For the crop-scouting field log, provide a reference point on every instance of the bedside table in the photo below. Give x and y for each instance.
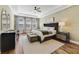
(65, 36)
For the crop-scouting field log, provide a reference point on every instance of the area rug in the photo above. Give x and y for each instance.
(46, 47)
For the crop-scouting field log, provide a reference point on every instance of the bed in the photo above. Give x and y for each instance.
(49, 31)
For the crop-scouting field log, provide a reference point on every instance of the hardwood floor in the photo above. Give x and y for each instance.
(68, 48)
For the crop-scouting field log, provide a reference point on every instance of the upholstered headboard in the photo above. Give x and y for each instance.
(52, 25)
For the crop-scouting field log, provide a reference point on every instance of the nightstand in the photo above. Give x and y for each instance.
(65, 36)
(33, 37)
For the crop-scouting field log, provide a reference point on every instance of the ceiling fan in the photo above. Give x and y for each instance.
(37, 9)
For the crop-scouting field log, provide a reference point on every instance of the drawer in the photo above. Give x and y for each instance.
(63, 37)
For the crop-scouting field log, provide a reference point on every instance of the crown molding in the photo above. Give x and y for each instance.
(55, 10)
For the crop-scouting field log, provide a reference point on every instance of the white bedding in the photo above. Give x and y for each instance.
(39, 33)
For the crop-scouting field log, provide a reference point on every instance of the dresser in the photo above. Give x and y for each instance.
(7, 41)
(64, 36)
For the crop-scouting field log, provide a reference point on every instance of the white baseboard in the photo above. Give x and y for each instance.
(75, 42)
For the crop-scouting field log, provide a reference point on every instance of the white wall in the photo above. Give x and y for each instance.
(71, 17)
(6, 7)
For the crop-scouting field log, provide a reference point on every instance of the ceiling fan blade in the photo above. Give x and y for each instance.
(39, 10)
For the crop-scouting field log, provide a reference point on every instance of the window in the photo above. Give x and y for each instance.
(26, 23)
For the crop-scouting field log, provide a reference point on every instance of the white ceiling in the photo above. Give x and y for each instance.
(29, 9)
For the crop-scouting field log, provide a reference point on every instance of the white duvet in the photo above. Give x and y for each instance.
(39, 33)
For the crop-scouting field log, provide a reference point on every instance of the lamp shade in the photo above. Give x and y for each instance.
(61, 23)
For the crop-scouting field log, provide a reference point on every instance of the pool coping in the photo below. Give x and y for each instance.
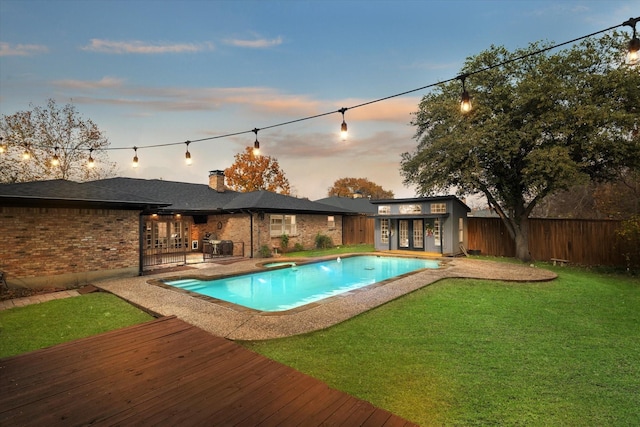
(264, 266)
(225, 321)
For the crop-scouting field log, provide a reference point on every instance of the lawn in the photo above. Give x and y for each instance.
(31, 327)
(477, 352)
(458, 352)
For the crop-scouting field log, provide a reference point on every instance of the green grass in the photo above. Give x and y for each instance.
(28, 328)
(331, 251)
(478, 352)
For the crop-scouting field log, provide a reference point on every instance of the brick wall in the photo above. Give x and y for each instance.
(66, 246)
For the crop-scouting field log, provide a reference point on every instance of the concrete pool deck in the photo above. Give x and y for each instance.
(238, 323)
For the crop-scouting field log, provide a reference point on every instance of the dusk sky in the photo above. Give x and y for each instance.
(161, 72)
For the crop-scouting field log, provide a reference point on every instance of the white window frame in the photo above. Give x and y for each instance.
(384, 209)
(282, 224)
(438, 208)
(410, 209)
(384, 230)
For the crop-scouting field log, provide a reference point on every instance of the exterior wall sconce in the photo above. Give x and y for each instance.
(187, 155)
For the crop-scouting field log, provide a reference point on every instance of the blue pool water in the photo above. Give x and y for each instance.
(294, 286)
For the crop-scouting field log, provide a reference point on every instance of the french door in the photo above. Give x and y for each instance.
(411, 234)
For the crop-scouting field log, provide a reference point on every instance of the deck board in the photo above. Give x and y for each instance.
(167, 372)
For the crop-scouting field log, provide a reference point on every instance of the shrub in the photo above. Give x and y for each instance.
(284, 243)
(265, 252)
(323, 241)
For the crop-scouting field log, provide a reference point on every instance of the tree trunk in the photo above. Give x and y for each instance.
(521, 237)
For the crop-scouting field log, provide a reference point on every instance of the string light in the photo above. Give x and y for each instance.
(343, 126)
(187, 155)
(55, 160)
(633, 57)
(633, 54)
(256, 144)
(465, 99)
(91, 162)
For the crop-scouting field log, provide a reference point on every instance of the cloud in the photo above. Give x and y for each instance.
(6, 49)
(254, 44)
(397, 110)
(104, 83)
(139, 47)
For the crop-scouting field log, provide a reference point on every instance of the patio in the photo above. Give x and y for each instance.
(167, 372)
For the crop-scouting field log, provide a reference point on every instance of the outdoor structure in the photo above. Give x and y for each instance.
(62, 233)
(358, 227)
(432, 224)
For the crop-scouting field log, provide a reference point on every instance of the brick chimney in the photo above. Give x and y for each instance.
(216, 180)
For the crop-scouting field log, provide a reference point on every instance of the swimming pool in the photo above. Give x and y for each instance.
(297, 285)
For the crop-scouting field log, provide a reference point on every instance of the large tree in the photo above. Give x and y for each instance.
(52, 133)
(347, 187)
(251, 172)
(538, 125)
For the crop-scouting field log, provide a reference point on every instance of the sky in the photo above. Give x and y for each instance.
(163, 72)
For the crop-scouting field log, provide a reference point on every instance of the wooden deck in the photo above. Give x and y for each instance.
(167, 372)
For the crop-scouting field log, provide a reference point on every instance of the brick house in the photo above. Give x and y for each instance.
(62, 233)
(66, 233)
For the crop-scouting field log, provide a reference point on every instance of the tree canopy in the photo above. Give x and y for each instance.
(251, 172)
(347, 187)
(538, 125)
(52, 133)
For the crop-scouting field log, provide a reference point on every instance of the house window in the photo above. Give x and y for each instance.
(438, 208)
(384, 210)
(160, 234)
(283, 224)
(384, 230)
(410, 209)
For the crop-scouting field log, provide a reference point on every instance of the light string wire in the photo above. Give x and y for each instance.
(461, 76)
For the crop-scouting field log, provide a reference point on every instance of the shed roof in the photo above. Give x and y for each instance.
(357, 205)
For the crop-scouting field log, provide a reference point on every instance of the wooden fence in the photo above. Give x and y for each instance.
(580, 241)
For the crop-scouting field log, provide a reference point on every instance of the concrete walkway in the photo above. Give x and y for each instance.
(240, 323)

◇ ◇ ◇

| INSTRUCTIONS TO FOLLOW |
Rewrite every line of the material from the line containing "the wooden fence" through the end, both ends included, and raise each coordinate in the answers by 63.

| THE COMPLETED TASK |
For the crop-scouting field log, provide a reference point on every instance of the wooden fence in the photo above. Give x and y for each instance.
(643, 304)
For the crop-scouting field log, provide a reference point on every instance of the concrete walkway in the photo above. Give x and y for each instance.
(303, 386)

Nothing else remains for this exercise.